● Input rows:
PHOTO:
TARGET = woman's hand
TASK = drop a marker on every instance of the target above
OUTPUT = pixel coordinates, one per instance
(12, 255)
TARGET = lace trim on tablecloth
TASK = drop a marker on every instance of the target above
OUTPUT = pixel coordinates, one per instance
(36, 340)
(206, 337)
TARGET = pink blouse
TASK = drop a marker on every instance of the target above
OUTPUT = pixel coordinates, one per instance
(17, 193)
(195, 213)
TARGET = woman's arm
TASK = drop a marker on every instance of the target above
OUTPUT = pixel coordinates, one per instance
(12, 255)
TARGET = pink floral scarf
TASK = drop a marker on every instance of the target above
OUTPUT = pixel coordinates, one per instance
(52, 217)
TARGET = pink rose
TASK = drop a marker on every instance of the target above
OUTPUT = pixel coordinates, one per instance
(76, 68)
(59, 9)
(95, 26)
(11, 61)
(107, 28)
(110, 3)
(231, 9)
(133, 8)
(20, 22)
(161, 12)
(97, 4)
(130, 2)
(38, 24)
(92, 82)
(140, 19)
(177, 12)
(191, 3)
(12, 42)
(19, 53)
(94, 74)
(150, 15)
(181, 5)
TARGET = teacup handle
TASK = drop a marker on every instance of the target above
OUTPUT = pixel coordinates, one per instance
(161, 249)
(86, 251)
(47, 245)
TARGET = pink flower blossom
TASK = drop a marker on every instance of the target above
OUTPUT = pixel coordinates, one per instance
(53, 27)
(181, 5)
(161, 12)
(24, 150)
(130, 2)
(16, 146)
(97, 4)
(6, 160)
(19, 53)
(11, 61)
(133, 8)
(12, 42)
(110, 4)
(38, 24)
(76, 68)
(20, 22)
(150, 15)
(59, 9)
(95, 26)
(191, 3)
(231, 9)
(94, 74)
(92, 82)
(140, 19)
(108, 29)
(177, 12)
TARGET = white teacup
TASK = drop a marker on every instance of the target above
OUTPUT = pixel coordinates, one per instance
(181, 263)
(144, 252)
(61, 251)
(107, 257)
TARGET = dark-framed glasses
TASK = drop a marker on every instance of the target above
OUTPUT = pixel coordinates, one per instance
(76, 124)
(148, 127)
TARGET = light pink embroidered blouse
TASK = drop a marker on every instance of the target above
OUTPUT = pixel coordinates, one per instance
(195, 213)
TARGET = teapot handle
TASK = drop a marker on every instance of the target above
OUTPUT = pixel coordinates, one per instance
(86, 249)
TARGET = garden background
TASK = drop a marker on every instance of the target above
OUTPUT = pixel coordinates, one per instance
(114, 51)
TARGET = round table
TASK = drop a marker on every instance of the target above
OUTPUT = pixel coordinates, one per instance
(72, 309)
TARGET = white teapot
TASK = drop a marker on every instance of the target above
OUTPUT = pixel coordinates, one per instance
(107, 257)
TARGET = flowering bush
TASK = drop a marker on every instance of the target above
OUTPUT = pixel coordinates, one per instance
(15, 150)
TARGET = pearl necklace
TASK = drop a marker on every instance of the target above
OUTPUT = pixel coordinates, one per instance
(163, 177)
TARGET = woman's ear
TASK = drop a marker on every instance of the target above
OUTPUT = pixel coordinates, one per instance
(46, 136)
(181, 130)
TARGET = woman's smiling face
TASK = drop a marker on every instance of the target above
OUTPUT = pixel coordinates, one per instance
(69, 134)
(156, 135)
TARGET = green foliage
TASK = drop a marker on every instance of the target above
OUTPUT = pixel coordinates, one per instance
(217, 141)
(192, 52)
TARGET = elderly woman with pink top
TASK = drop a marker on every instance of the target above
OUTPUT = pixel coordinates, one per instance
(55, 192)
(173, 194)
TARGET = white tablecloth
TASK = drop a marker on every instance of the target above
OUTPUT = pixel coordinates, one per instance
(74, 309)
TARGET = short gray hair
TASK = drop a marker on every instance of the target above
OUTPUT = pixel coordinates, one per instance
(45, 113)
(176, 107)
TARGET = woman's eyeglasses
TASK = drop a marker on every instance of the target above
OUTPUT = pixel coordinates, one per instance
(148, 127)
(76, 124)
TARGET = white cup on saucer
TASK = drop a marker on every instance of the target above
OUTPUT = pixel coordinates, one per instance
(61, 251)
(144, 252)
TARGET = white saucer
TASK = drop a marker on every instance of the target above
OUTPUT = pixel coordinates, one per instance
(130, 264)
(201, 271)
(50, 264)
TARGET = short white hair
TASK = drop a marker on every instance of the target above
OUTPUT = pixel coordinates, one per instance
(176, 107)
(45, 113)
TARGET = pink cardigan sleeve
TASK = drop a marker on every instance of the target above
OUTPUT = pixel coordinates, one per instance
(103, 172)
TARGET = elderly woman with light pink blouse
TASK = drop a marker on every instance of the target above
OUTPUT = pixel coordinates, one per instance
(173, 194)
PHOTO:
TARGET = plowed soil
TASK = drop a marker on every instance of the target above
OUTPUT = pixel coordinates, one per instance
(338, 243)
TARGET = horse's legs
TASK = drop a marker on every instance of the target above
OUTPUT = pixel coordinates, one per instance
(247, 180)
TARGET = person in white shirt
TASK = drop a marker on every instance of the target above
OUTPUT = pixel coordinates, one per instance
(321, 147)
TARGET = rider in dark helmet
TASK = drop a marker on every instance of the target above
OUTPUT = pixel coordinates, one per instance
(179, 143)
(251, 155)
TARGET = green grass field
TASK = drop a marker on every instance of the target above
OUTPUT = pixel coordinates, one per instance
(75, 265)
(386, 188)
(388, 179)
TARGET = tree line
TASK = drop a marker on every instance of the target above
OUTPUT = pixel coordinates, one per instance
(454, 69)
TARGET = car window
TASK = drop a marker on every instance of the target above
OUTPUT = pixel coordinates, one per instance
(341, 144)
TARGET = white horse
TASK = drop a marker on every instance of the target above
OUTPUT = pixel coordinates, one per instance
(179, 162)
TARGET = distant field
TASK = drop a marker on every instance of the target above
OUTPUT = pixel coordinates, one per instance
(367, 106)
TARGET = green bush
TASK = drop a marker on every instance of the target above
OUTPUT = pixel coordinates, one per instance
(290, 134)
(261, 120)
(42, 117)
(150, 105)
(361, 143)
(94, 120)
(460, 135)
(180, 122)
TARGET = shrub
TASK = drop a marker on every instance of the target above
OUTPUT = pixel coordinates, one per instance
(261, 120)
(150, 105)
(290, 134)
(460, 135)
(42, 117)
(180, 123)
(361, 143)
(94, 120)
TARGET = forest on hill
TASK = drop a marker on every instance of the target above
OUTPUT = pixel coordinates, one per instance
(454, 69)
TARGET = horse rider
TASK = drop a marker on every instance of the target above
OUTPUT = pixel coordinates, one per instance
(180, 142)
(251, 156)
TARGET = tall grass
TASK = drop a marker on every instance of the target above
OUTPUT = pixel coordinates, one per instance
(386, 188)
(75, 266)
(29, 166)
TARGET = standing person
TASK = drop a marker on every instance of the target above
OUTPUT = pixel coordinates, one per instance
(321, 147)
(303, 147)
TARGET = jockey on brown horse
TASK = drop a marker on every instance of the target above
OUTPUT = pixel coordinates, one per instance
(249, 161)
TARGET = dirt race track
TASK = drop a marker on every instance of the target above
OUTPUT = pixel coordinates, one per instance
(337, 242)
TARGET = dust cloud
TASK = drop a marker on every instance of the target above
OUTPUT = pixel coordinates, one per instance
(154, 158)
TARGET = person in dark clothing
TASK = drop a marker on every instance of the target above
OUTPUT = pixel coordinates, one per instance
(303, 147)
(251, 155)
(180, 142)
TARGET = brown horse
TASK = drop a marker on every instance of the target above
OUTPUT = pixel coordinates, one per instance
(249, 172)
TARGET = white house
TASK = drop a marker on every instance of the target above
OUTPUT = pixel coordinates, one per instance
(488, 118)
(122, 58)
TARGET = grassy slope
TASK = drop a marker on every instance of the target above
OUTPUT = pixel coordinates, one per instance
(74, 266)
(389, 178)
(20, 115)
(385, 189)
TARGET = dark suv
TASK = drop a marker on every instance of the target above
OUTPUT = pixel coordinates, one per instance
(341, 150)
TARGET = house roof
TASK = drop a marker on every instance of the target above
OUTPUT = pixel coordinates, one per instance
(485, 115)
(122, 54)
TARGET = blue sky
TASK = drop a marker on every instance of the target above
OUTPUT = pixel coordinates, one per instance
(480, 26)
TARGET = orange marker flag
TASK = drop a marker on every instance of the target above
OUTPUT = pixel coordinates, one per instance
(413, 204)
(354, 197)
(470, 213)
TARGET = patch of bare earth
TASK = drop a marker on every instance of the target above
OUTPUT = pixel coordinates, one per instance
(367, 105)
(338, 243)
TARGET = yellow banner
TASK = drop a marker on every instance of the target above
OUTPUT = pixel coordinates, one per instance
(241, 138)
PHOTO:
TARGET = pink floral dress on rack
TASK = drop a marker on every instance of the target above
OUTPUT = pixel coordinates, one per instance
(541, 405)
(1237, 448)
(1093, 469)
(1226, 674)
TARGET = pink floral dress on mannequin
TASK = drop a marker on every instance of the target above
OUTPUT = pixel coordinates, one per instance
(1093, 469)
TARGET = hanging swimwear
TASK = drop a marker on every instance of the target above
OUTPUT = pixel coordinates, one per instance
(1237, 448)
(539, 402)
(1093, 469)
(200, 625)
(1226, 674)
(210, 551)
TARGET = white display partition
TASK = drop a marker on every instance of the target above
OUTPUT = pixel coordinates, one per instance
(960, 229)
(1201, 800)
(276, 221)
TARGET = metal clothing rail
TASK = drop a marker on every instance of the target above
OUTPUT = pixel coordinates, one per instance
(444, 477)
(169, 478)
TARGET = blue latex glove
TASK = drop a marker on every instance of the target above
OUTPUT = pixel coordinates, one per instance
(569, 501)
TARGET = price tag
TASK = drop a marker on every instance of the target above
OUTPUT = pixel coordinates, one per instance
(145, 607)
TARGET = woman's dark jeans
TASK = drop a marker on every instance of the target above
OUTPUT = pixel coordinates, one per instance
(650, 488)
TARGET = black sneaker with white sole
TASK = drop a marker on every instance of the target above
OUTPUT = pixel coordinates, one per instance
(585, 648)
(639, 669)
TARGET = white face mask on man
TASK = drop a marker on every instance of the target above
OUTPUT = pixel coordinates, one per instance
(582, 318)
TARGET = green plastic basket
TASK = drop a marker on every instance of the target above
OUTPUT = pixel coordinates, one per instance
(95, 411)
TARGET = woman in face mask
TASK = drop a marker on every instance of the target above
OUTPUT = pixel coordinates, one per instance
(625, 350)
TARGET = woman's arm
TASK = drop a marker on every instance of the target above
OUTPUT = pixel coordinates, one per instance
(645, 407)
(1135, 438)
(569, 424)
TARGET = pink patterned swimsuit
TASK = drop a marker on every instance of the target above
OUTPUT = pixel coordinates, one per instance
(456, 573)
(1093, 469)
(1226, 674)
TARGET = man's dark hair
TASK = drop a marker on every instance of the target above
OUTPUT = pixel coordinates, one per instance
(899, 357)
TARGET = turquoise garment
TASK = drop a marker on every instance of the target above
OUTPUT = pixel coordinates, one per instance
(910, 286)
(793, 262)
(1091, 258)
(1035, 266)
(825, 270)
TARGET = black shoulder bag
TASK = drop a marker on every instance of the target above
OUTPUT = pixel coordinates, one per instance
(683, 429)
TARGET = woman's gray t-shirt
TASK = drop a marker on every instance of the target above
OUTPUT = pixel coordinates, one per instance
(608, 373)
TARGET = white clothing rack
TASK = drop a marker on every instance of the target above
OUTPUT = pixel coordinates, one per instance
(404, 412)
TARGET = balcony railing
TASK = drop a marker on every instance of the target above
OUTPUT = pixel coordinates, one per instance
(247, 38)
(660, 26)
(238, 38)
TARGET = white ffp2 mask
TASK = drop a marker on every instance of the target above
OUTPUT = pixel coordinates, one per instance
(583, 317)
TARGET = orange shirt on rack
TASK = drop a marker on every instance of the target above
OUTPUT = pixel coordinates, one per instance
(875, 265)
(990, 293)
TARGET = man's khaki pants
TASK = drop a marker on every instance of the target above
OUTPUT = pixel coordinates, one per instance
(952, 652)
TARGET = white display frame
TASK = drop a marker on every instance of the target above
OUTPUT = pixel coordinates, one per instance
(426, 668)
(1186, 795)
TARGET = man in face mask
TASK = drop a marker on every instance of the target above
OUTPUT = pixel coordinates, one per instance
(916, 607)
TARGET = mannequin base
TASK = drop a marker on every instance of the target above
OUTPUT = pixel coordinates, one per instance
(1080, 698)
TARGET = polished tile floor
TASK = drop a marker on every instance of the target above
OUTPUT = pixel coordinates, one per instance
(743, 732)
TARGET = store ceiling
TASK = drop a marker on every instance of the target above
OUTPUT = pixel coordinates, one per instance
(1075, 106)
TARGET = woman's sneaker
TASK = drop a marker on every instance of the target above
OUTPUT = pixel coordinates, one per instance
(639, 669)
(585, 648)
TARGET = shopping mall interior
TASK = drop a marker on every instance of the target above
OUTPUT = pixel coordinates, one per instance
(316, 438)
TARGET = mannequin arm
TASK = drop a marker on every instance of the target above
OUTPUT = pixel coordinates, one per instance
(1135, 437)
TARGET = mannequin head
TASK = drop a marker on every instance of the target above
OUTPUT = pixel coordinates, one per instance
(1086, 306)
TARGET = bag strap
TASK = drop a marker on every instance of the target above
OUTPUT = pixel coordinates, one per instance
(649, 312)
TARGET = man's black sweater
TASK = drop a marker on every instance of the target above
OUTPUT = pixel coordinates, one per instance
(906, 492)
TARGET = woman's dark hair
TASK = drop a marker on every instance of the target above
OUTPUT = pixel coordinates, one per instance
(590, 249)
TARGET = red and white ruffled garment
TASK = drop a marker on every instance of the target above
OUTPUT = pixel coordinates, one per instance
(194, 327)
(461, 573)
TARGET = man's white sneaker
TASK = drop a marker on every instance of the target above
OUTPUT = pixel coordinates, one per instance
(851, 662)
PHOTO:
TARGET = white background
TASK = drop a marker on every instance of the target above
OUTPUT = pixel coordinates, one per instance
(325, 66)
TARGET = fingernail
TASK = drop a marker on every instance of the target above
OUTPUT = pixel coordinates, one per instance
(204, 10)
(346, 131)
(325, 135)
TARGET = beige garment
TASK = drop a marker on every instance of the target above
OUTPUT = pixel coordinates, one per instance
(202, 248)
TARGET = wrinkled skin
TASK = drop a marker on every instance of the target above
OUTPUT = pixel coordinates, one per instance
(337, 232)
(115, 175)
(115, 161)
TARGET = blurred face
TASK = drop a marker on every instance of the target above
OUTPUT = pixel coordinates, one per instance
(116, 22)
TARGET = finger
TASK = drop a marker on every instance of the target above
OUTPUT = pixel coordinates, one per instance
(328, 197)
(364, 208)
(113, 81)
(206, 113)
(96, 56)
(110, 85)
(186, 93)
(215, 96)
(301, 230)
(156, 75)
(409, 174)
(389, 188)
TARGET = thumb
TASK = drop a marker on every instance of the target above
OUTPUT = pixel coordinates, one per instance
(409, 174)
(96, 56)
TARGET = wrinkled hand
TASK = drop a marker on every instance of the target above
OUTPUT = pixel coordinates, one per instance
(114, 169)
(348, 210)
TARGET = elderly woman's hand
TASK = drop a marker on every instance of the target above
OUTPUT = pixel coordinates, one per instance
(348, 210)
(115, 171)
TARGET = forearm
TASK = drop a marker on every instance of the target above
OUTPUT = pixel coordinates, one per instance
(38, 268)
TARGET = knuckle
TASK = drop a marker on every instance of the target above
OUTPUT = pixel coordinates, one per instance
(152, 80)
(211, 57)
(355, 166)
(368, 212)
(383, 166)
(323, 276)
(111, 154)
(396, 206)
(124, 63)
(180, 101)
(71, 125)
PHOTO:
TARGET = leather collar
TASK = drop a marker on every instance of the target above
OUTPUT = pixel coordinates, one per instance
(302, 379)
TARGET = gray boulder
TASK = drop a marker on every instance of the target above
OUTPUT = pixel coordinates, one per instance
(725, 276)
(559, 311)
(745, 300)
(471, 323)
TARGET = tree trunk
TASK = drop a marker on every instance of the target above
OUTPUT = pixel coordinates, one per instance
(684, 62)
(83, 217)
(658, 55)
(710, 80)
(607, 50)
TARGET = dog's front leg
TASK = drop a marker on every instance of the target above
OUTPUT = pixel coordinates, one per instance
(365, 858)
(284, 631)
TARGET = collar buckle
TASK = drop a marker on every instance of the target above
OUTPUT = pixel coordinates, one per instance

● Written request:
Extract, exactly, the lines above that begin at the line containing "TARGET = blurred face" and end at the final line of the records; add no other text.

● Written solution:
TARGET = blurred face
TASK = drop a marker on every instance of the target above
OUTPUT = pixel coordinates, one per instance
(116, 22)
TARGET = finger
TASK = drop a marker on every instance of the target above
OUTPUT = pixel coordinates, one per instance
(328, 197)
(364, 208)
(113, 81)
(206, 113)
(96, 56)
(110, 85)
(186, 93)
(215, 96)
(301, 230)
(156, 75)
(409, 174)
(389, 188)
TARGET = thumb
TASK = drop a marker on every instance of the target above
OUTPUT = pixel coordinates, one per instance
(409, 174)
(96, 56)
TARGET = wrinkled hand
TASK = drop a marker on every instance of the target above
OUTPUT = pixel coordinates, one per instance
(114, 169)
(348, 210)
TARGET = elderly woman's hand
TASK = drop a marker on every instance of the target above
OUTPUT = pixel coordinates, one per instance
(348, 210)
(115, 171)
TARGET = forearm
TASK = drop a marker on every instance of the target above
OUTPUT = pixel coordinates, one per instance
(38, 268)
TARGET = knuckle
TASK = drop a marker on every instance of the target above
OUTPUT = pixel coordinates, one per instance
(152, 80)
(211, 57)
(355, 166)
(368, 212)
(383, 166)
(323, 276)
(111, 154)
(396, 206)
(124, 63)
(180, 101)
(71, 125)
PHOTO:
TARGET = leather collar
TASK = drop a marker on every instance of the target above
OUTPUT = pixel coordinates, one per instance
(302, 379)
TARGET = gray boulder
TASK = drop a marker on every instance of the target above
OUTPUT = pixel coordinates, one per instance
(725, 276)
(559, 311)
(745, 300)
(471, 323)
TARGET = tree trunk
TASK = drop a marker on every instance of the target above
OUTPUT = pixel coordinates, one per instance
(684, 62)
(83, 217)
(658, 55)
(710, 80)
(607, 50)
TARGET = dog's front leg
TASK = drop a marker on every instance of the target above
OUTPUT = pixel coordinates, one per instance
(365, 858)
(284, 631)
TARGET = collar buckle
TASK = drop a marker on every instance of the target above
OUTPUT = pixel coordinates, one per instance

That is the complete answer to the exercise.